American readers have a potent fascination with trials. Fictive or real, ancient or recent, local or foreign - in film or in print - we enjoy the tribulation of litigation. Socrates, Galileo, Luther, More, Salem, Scopes, Nuremberg, Simpson, Clinton, Pickwick, Finch, Webster, even the Devil himself. Conflict and character, cleverness and resolve, humanity and darkness are measured in collision before the bar.
"Saving Nelson Mandela: The Rivonia Trial and the Fate of South Africa" demonstrates, yet again, that the reality of human struggle bests - in drama, in inspiration, in sheer unpredictability - even the most masterful flights of creativity and imagination. Nothing lifts the spirit and emboldens the sense of the possible like realizing what has gone before.
Written by Ken Broun - UNC law professor, former dean, former mayor of Chapel Hill - "Saving Mandela" explores the 1963-64 trial of 10 defendants, including Nelson Mandela, Walter Sisulu and Govan Mbeki, charged with sabotage against the apartheid government of South Africa.
The Rivonia prosecution sought the death penalty for an array of eventual heroes of the South African liberation struggle. Most, including the defendants and their lawyers, expected exactly that outcome. The South African government had not hesitated to deploy extreme violence to thwart its adversaries - whether with the fig leaf of legal sanction or without.

(Saved data entries)
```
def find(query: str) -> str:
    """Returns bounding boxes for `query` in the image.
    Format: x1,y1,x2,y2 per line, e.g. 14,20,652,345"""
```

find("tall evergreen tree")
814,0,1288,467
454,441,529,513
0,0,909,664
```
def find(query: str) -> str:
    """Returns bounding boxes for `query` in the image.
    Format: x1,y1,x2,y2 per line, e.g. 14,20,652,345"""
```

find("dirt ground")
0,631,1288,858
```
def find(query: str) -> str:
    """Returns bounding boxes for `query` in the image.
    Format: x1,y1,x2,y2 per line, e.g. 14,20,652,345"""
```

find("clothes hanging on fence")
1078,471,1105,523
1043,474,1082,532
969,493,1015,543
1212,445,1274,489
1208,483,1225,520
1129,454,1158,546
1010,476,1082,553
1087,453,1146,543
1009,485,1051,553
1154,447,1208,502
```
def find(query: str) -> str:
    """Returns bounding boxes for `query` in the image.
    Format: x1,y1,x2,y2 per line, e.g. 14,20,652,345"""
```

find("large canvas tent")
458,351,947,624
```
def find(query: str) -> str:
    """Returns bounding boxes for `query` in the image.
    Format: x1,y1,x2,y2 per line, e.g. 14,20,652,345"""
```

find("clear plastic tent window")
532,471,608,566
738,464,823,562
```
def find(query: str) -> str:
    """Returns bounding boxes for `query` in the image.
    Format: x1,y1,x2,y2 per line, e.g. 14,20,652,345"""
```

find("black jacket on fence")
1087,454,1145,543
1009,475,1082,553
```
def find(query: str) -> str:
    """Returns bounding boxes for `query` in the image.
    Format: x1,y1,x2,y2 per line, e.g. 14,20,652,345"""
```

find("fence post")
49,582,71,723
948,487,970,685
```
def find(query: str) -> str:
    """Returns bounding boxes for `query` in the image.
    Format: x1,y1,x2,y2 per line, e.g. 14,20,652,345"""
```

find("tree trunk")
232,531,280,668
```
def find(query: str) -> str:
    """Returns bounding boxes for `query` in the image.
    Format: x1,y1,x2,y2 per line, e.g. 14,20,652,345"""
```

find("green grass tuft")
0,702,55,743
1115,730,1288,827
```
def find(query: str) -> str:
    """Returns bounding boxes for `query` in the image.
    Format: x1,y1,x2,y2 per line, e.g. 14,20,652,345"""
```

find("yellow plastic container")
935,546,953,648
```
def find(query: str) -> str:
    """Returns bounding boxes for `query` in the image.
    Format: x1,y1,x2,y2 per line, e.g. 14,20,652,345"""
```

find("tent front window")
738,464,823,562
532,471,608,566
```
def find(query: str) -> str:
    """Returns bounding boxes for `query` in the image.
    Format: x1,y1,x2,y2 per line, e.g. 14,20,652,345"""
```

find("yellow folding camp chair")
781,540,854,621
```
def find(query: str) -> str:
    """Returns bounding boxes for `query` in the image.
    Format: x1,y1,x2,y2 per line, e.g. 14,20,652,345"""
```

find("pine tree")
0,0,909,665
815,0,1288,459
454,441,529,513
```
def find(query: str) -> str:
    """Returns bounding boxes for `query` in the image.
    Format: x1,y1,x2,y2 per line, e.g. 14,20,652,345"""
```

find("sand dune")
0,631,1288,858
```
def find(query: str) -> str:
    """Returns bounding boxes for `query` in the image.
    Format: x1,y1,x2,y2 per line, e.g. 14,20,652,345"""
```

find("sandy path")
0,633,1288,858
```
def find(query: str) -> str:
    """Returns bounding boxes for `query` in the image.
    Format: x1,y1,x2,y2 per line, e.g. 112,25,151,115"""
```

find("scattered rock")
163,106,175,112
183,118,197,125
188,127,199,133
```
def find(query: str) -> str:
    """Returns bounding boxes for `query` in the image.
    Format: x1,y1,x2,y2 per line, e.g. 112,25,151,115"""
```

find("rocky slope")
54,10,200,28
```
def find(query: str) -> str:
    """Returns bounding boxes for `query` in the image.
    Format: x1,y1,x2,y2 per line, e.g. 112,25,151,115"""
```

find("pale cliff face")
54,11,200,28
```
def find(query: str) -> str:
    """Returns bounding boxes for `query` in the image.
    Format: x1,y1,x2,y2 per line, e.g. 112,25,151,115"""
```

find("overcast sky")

» **WORK TO BE COMPLETED**
Copy the stretch of the review of "Saving Nelson Mandela" from "American readers have" through "before the bar.", word for word. The rows play no part in what comes next.

» **TASK RESPONSE**
American readers have a potent fascination with trials. Fictive or real, ancient or recent, local or foreign - in film or in print - we enjoy the tribulation of litigation. Socrates, Galileo, Luther, More, Salem, Scopes, Nuremberg, Simpson, Clinton, Pickwick, Finch, Webster, even the Devil himself. Conflict and character, cleverness and resolve, humanity and darkness are measured in collision before the bar.